Task prompt =>
Could you put all of the items below into a two-column CSV headed input and output, with one row for each input holding its text and its output, each in a single quoted field with line breaks changed to spaces, and the pictures left out?

Extracted data entries =>
* * * * * * *
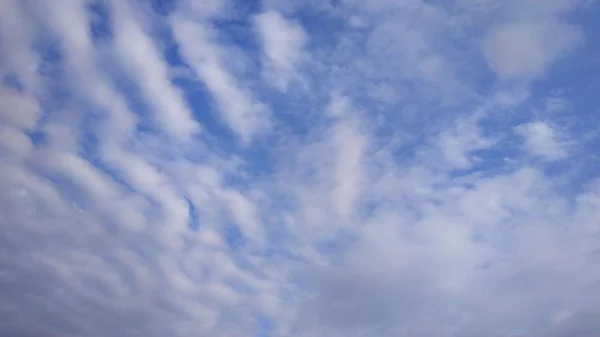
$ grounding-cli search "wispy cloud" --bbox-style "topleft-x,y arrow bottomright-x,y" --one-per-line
0,0 -> 600,337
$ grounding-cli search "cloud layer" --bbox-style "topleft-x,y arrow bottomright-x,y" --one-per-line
0,0 -> 600,337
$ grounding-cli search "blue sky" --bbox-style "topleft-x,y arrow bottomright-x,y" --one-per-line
0,0 -> 600,337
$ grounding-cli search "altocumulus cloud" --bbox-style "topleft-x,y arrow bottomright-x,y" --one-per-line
0,0 -> 600,337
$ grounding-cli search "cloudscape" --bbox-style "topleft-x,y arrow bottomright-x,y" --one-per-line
0,0 -> 600,337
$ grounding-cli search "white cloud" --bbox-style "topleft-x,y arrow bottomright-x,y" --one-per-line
516,121 -> 570,161
0,0 -> 600,337
255,11 -> 308,90
171,16 -> 271,143
483,19 -> 582,80
112,1 -> 200,138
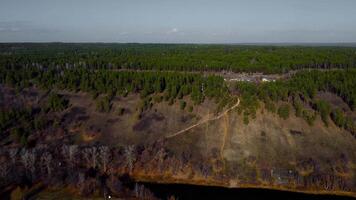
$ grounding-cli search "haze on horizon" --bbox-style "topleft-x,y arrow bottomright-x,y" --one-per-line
0,0 -> 356,43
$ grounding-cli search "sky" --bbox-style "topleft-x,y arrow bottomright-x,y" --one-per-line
0,0 -> 356,43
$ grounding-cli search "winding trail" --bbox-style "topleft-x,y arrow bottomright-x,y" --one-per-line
166,99 -> 240,138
* * * * * * *
The response =>
input,output
"$ grounding-cli search ""wispy cloud"" --bbox-style ""topleft-x,y arrow bottomright-x,y"" --one-per-line","0,0 -> 600,337"
"$ grounding-cli search ""cloud layer"" --bbox-style ""topleft-x,y arrow bottomright-x,y"" --one-per-line","0,0 -> 600,337"
"$ grounding-cli search ""blue sky"" --bbox-style ""topleft-x,y arrow bottomright-x,y"" --one-per-line","0,0 -> 600,337"
"$ grounding-cli search ""altocumulus cloud"" --bbox-style ""topleft-x,y arrow bottomright-x,y"" --one-per-line","0,0 -> 600,337"
"$ grounding-cli search ""cloudscape"" --bbox-style ""topleft-x,y arrow bottomright-x,y"" --one-per-line","0,0 -> 600,337"
"$ grounding-cli search ""white cloud"" --bbox-style ""topleft-x,y arrow bottomright-x,y"" --one-per-line","516,121 -> 570,161 0,0 -> 600,337 255,11 -> 308,90 171,16 -> 271,143 483,19 -> 582,80 112,1 -> 200,138"
"$ grounding-cli search ""haze on horizon"" --bbox-style ""topleft-x,y arrow bottomright-x,y"" --one-per-line","0,0 -> 356,43"
"$ grounding-cli search ""sky"" --bbox-style ""topleft-x,y arrow bottomright-x,y"" --one-per-line","0,0 -> 356,43"
"$ grounding-cli search ""winding trail"" --bbox-style ""topleft-x,y arrow bottomright-x,y"" --one-per-line","166,99 -> 240,138"